Task objective:
Turn the items below into a two-column CSV with the headers request and answer, giving one row for each item. Put each field in double quotes and replace any line breaks inside a field with spaces.

(Some items)
┌────────
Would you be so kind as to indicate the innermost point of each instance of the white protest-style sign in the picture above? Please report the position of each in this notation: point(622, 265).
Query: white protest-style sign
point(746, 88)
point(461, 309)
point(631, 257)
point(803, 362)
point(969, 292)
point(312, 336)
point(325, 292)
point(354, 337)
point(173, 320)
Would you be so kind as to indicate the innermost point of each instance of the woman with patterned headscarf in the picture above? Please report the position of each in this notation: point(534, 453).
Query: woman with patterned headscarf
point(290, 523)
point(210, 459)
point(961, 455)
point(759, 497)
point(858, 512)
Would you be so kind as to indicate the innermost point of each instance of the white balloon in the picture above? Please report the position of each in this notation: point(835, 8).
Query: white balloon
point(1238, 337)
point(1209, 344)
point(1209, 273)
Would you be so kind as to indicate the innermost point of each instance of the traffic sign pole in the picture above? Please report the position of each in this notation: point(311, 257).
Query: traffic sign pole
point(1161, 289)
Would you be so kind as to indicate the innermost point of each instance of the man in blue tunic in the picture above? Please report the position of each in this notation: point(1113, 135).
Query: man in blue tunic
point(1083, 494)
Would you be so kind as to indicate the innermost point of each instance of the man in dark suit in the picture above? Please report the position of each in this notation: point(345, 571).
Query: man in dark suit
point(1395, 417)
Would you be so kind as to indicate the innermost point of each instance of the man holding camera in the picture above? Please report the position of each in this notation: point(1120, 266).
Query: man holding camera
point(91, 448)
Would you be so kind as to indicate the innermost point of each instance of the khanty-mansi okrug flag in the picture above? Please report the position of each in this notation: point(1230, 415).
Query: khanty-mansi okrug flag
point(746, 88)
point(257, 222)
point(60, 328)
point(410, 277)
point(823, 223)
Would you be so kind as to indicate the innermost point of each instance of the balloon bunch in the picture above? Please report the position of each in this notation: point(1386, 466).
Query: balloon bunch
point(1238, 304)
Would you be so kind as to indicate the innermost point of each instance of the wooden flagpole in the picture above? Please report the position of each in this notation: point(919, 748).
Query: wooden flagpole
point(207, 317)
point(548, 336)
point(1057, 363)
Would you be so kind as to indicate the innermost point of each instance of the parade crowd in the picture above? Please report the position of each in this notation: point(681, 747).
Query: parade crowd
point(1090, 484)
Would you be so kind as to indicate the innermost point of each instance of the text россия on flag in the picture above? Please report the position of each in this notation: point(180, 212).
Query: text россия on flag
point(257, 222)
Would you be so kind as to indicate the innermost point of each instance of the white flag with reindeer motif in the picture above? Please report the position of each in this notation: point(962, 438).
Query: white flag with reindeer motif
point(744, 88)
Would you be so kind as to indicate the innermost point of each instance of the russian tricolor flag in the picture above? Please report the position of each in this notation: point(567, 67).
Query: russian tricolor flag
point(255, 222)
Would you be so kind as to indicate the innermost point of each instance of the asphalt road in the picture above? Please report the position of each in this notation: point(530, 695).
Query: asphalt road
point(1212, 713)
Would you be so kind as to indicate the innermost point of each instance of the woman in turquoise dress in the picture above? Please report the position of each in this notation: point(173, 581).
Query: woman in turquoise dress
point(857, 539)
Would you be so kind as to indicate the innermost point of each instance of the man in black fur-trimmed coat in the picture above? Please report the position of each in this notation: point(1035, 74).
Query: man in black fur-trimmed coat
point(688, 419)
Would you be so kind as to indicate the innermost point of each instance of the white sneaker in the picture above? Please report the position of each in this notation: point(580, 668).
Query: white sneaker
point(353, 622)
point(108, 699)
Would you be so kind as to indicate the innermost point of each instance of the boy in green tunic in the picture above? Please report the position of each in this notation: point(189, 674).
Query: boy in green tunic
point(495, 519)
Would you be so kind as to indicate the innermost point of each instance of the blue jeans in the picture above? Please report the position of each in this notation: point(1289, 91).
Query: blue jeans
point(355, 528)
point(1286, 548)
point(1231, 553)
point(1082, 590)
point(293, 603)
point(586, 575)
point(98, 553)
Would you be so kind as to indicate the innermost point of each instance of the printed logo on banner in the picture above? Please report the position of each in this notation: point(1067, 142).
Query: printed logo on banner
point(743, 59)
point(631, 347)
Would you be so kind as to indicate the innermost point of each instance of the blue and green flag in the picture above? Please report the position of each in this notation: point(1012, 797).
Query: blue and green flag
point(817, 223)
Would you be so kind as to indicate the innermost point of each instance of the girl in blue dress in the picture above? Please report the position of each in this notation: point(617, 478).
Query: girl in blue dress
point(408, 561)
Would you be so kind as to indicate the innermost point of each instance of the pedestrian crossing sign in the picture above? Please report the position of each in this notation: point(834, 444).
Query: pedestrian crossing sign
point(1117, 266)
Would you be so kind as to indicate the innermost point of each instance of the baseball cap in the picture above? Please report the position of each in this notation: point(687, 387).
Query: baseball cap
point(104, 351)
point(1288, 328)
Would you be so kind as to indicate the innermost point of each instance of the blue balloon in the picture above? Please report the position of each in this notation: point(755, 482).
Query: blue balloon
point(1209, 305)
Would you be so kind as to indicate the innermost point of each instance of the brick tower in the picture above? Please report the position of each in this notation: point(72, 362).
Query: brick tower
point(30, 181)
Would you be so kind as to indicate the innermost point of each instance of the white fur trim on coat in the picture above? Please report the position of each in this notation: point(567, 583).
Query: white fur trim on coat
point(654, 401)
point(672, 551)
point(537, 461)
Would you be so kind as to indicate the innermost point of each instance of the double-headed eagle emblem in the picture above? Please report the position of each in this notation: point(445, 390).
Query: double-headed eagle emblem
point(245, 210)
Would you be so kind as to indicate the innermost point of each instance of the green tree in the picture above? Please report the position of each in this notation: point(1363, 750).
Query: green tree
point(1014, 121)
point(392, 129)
└────────
Expected answer:
request,answer
"Would you be so kind as to indicate the innermost point of each instance of the white protest-style sign in the picture above? Please report the position of each in this notation: point(622, 265). Query: white protest-style sign","point(746, 88) point(461, 309) point(631, 257) point(803, 362) point(969, 292) point(312, 336) point(325, 292) point(354, 337) point(173, 320)"
"Would you be so kind as to indicate the innermost point of each instance of the woman with patterned headscarf in the picture above? Please report the position of each in this notation: point(534, 453). Query: woman with patterned headscarf","point(290, 523) point(210, 459) point(961, 455) point(759, 497) point(858, 512)"
"Would you be so kind as to indicate the innermost point of each instance of the white balloon in the picture above? Please report the position of each in this notation: point(835, 8). Query: white balloon","point(1238, 337) point(1209, 344) point(1209, 273)"
"Would you be so kind as to indicate the innermost point of each instance of the traffic sign pole in the picture above? Please report the position of each in this notation: point(311, 257). Query: traffic sign pole","point(1161, 289)"
"Would you be so kind as to indicate the innermost point of each instance of the man in blue tunic in the picture above? Please report the position of each in this notation: point(1113, 135). Query: man in blue tunic","point(1083, 494)"
"Would you be so kind as to indicate the innermost point of each instance of the man in dark suit in the picture above? Please report the position of each in this notation: point(345, 571). Query: man in dark suit","point(1395, 417)"
"Would you be so kind as to indicate the innermost point of each instance of the man holding camera in the picture above? Please report the position of each in this notation: point(1120, 266). Query: man holding camera","point(91, 448)"
"Would you be so kind as to indicate the innermost point of each instance of the khanty-mansi okrug flag in the picture above? Please report the position of each in this notation: point(1230, 415). Query: khanty-mansi okrug flag","point(746, 88) point(257, 222) point(60, 328) point(410, 277) point(823, 223)"
"Would you be so kind as to indicate the innermost point of each instance of the balloon bunch in the picture above? Please report the position of each in this notation: point(1386, 466). Query: balloon bunch","point(1238, 304)"
"Would you be so kind as to indicate the innermost point of each instance of the wooden flagpole in the picture above? Please report the position of each in this notation: point(919, 748). Query: wooden flagpole","point(207, 317) point(548, 336) point(1057, 363)"
"Would you be so kind as to indicate the innermost point of each instance of the parade crowd in the picture above? Please report the position of each in this notation: point(681, 747). Query: parade crowd","point(1090, 484)"
"Would you be so kind as to indicate the innermost point of each instance of the text россия on flag in the picture above? Please report the position of each in this notation: point(180, 212). Query: text россия on flag","point(257, 222)"
"Would you be so kind as to indicate the innermost point of each instance of the white flag with reindeer motif in the picture above? Please report the position of each in this notation: point(962, 438). Query: white flag with reindeer motif","point(744, 88)"
"Would you be so kind as to indicate the innermost point of each instance of the russian tricolor flag in the picture above? Please report the position of each in this notation: point(567, 67). Query: russian tricolor flag","point(255, 222)"
"Would you be so kind as to indicate the innermost point of each instance of the asphalt road in the picture above? Please report the position of each in this notation: point(530, 695). Query: asphalt road","point(1212, 713)"
"Would you be so kind as to indicate the innermost point of each instance of the woman in turquoise dress in the picture above? Please report the position of each in this notation: point(173, 581). Query: woman in turquoise dress","point(857, 539)"
"Would you be so kind as to indicate the innermost point of each instance of the man in black fur-trimmed coat in the picture above? Please report the position of each in this notation: point(1035, 74). Query: man in black fur-trimmed coat","point(688, 419)"
"Would you be so kind as to indicate the innermost point of each instance of the white sneaker in the picture above? Please report the position of each in this notation: point(580, 668). Query: white sneaker","point(353, 622) point(108, 699)"
"Would you be so kind as to indicate the innermost point of each instance of the boy in green tunic in the picture above? Please report the position of each in this notation: point(189, 674). Query: boy in green tunic","point(495, 519)"
"Would you be so kind as to indicate the innermost point of each instance of the blue jeans in the picture above? Please report the position of each in this notation: point(1289, 91). Query: blue jeans","point(355, 528) point(1286, 548) point(1231, 553) point(1082, 590) point(293, 603) point(586, 575) point(98, 553)"
"Would you be so kind as to indicate the innermost point of each instance of the printed logo on banner in the picture above? Please report the position of each in this notation: point(1067, 142). Query: printed logo on banner","point(743, 59) point(631, 347)"
"Would you be so kind as to indicate the innermost point of each instance of the blue and green flag in the picture above? Please report the position of each in this notation: point(1012, 797). Query: blue and green flag","point(817, 223)"
"Would you be so kind as to indicate the innermost point of each instance of the girl in blue dress in the picture above? Please report the position of each in this notation: point(617, 478). Query: girl in blue dress","point(408, 561)"
"Would you be so kind as to indicate the innermost point of each instance of the pedestrian crossing sign in the picture above? Please report the position of each in this notation: point(834, 444). Query: pedestrian crossing sign","point(1117, 266)"
"Would you be so kind as to indicate the innermost point of each instance of the baseball cap in the picture above? Please report the position of each in this notation: point(687, 387). Query: baseball cap","point(104, 351) point(1288, 328)"
"Would you be so kind as to indicate the innermost point of each instance of the blue balloon in the picture above? Please report the position of each in this notation: point(755, 482). Query: blue balloon","point(1209, 305)"
"Would you be so kind as to indicate the innermost point of each instance of the brick tower in the picture above? Please report the position of each in this notation: point(72, 362). Query: brick tower","point(30, 181)"
"Would you be so kind as to indicate the innermost point of each instance of the white fur trim on coat in the picture above? Please report the position of each in this notation: point(567, 583). Query: white fur trim on coat","point(654, 401) point(672, 551) point(537, 461)"
"Would you be so kind as to indicate the innermost point of each instance of the double-headed eagle emblem in the picture above? Please report the position of each in this notation: point(445, 390). Query: double-headed eagle emblem","point(245, 210)"
"Would you be so kind as to indicate the innermost point of each instance of the green tree in the picture above? Please report the position of each in this notation: point(1363, 750). Query: green tree","point(1014, 121) point(392, 129)"